## Directions for this task
Word for word, set down every line of the entries below from the line with "Task: read the" to the line with "157L32 140L1 142L0", including both, and no other line.
::: Extracted entries
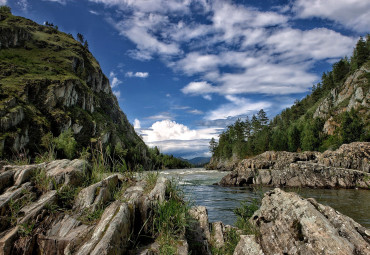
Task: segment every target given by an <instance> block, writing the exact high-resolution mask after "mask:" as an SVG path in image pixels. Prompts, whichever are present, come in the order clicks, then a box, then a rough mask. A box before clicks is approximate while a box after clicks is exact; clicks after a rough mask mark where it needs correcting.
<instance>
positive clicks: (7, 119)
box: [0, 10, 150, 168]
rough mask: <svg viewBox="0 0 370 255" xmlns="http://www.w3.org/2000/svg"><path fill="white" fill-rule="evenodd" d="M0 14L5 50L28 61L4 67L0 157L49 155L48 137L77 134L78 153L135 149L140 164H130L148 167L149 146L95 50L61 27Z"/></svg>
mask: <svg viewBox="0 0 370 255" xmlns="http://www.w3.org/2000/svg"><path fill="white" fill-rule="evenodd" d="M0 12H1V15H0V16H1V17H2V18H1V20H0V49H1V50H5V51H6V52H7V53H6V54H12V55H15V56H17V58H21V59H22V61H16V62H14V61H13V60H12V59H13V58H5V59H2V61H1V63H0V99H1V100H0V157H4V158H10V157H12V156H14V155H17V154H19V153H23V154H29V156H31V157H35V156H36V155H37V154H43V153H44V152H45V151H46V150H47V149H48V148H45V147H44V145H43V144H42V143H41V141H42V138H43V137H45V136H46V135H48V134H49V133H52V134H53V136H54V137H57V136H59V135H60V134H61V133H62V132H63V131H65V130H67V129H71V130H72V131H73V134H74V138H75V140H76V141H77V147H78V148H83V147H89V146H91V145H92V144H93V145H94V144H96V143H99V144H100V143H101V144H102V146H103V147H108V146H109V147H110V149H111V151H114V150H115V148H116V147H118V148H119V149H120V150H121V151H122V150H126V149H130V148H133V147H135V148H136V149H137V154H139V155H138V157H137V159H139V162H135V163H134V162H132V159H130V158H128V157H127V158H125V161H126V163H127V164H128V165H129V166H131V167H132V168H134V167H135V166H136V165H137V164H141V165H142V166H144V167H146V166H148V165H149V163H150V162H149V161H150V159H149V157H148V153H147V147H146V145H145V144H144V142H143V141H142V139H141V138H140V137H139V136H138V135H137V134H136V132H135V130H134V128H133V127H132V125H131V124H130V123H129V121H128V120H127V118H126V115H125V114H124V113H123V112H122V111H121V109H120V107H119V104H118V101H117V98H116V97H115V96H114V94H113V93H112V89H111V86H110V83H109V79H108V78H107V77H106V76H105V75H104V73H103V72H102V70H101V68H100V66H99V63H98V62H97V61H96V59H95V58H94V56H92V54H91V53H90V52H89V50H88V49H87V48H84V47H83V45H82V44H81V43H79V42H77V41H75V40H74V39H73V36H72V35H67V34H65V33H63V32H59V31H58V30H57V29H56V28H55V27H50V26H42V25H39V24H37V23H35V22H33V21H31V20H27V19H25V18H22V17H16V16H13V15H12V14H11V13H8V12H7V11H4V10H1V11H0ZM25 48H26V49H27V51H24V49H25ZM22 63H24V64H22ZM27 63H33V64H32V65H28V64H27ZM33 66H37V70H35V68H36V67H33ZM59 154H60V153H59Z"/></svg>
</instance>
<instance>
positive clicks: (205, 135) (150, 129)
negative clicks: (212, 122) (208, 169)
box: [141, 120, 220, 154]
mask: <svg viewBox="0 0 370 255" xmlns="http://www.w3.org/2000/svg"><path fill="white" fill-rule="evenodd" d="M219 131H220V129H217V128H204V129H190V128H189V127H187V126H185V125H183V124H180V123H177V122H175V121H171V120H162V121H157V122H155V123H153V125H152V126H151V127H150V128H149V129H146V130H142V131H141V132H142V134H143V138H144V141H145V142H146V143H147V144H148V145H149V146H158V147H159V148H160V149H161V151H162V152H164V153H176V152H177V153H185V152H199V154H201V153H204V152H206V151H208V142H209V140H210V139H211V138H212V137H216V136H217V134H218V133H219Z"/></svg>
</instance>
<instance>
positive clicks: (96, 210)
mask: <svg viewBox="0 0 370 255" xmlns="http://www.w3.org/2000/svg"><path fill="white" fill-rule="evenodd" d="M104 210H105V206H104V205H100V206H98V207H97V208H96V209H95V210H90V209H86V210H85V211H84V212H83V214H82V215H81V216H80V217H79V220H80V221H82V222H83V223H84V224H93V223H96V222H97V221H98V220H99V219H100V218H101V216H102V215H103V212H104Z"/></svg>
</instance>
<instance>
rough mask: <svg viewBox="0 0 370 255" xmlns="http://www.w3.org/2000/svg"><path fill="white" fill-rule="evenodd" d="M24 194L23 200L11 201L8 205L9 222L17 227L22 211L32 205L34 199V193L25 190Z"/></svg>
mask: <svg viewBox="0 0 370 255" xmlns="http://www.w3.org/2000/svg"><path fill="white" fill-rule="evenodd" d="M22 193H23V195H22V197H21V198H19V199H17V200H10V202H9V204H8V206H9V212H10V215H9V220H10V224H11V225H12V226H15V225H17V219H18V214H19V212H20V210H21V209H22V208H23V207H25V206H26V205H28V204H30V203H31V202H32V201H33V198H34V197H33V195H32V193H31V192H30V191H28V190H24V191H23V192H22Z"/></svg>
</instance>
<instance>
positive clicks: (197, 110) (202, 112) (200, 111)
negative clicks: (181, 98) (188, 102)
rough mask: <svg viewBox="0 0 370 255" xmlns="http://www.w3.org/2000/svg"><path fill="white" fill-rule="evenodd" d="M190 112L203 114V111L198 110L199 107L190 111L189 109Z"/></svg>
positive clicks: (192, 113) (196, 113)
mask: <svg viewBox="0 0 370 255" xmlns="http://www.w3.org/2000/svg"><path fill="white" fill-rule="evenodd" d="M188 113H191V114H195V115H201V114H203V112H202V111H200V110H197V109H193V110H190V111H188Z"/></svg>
::::::
::: Extracted entries
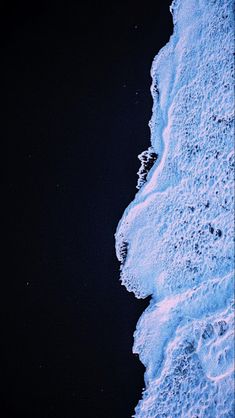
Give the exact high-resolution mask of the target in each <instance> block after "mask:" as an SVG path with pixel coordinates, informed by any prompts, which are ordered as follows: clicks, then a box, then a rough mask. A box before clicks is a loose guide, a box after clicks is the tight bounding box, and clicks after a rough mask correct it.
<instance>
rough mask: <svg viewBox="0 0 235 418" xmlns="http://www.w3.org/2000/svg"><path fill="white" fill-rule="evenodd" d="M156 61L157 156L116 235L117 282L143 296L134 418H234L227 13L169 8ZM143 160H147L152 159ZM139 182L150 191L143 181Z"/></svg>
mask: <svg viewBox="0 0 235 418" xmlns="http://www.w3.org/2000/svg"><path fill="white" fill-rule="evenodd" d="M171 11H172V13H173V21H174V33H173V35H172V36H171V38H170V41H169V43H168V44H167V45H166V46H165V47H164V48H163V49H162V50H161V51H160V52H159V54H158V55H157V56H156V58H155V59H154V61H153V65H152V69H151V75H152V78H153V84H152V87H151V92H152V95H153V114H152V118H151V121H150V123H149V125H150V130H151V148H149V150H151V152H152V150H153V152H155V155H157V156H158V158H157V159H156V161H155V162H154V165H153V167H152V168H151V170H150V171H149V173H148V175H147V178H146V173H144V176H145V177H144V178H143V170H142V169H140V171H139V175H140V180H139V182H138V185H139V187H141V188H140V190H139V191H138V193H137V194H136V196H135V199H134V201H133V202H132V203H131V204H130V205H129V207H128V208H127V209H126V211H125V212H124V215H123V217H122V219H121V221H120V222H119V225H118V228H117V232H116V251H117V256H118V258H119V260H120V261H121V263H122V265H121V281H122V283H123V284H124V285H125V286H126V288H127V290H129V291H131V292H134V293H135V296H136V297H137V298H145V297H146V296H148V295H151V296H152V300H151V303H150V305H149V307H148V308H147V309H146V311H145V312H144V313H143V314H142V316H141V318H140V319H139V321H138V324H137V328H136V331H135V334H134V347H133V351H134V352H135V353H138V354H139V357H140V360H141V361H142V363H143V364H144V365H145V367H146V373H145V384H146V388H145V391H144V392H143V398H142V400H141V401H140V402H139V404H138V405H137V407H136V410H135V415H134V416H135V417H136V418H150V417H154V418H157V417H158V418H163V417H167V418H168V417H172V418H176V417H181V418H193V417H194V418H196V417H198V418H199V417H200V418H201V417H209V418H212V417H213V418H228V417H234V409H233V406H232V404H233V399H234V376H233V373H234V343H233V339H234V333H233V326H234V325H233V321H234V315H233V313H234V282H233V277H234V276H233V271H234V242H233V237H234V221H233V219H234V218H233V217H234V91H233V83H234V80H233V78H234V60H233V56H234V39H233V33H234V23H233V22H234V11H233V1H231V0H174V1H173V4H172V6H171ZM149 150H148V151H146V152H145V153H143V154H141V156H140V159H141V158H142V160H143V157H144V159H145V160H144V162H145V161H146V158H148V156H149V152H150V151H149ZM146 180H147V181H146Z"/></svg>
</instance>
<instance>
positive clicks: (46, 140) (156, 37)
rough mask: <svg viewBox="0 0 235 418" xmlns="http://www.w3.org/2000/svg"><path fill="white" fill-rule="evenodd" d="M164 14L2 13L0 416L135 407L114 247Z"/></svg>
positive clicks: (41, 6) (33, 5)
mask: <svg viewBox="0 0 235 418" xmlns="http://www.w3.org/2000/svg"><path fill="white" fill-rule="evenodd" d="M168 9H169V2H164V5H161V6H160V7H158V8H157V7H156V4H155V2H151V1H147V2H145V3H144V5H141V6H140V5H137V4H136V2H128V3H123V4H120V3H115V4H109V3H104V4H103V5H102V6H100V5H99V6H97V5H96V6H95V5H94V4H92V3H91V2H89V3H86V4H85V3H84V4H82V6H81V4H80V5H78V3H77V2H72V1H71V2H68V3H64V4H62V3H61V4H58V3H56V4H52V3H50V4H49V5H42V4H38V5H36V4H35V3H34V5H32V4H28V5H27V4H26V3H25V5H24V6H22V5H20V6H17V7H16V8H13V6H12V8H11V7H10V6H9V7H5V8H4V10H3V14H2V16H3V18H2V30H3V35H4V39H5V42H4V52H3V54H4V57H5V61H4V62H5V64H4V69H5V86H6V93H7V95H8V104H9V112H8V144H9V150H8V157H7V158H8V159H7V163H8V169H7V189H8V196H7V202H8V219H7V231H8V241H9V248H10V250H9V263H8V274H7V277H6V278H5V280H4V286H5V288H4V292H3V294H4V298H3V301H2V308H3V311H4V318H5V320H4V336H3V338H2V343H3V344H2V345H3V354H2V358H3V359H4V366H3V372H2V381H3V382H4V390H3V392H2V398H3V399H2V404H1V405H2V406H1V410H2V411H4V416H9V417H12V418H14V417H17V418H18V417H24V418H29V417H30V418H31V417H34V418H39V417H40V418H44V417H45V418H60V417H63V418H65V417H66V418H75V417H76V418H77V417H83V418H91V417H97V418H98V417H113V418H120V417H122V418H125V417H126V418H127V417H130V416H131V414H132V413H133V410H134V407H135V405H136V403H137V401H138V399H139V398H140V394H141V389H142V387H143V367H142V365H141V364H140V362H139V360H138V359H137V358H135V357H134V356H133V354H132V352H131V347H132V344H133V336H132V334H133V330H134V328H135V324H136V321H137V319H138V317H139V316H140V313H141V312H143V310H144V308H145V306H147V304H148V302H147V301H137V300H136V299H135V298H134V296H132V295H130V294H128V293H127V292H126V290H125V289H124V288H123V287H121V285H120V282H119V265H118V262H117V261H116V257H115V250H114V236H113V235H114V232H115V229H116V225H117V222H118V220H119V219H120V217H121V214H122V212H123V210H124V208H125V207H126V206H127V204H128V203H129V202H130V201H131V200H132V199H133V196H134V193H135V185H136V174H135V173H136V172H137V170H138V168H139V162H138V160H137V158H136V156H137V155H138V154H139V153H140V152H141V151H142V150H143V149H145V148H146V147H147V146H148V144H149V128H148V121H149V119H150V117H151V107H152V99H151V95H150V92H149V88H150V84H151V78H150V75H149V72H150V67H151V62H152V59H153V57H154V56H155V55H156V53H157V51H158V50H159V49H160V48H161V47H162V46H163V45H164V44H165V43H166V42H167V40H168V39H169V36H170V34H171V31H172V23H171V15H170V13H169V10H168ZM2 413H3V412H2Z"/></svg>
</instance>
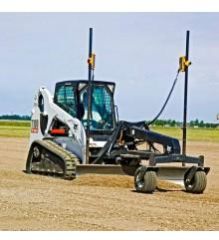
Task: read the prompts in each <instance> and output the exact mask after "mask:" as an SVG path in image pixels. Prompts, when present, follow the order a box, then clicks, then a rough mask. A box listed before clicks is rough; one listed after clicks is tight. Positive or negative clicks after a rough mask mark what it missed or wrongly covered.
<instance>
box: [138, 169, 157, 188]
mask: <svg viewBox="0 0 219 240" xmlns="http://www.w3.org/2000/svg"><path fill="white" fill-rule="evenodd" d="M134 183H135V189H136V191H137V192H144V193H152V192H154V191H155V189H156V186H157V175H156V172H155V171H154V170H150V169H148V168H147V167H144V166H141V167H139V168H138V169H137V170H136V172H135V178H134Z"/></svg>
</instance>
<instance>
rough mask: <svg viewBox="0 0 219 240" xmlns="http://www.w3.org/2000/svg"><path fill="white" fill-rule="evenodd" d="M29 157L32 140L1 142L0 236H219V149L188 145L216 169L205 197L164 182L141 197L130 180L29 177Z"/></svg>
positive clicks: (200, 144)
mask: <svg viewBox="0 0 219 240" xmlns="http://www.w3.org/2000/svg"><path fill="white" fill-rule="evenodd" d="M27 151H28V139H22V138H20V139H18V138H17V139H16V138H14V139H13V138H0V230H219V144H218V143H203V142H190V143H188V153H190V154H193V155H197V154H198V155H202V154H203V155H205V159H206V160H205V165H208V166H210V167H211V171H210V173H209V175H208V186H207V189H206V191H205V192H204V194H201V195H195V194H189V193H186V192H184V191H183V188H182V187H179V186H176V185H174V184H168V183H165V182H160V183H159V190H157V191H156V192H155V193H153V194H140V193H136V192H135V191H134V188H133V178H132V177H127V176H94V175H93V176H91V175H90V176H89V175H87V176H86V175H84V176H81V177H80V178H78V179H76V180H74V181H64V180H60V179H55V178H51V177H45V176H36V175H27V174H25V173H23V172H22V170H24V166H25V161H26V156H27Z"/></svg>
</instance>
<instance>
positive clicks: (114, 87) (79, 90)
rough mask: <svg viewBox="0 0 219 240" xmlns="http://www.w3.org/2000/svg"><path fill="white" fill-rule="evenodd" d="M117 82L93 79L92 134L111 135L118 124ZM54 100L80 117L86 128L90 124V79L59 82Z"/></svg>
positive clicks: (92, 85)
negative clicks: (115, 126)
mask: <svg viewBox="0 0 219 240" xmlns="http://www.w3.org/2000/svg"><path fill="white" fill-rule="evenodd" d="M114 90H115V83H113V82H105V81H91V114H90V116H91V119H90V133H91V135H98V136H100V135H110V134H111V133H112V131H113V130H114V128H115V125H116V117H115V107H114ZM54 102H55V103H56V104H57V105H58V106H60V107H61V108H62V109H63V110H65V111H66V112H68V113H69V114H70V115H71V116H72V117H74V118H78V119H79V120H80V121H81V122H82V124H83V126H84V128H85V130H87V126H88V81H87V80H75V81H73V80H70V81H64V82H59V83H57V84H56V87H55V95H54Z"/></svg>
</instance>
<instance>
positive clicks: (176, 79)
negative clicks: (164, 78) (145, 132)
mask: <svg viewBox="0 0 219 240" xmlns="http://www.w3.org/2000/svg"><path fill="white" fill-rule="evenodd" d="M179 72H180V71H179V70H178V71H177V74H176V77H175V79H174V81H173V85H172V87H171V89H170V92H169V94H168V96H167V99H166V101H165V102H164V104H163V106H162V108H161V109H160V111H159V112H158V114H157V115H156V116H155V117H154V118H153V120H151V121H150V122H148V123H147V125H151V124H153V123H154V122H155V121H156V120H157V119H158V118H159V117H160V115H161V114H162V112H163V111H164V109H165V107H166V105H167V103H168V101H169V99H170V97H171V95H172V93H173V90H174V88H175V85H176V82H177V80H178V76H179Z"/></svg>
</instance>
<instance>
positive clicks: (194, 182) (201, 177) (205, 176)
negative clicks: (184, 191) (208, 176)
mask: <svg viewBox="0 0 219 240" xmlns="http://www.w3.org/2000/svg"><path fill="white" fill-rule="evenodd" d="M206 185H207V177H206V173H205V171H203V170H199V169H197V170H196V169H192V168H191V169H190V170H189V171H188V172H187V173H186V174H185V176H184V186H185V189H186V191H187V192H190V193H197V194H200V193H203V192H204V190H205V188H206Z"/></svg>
::::::
## Written solution
Task: read the prompts in each <instance> and output the exact mask after "mask:" as an SVG path in image pixels. Prompts, when present, follow the order a box, then clicks, then a rough mask. A box listed before clicks is rough; one listed after clicks is tight. Positive or negative clicks after a rough mask mark what it missed or wrongly covered.
<instance>
box: [138, 169, 157, 188]
mask: <svg viewBox="0 0 219 240" xmlns="http://www.w3.org/2000/svg"><path fill="white" fill-rule="evenodd" d="M134 183H135V189H136V191H137V192H144V193H152V192H154V191H155V189H156V186H157V175H156V172H155V171H154V170H150V169H148V168H147V167H144V166H141V167H139V168H138V169H137V170H136V172H135V178H134Z"/></svg>
</instance>
<instance>
rough mask: <svg viewBox="0 0 219 240" xmlns="http://www.w3.org/2000/svg"><path fill="white" fill-rule="evenodd" d="M29 157L32 140L1 142L0 236H219V149L188 145L216 169L205 197L164 182L141 197L130 180L29 177Z"/></svg>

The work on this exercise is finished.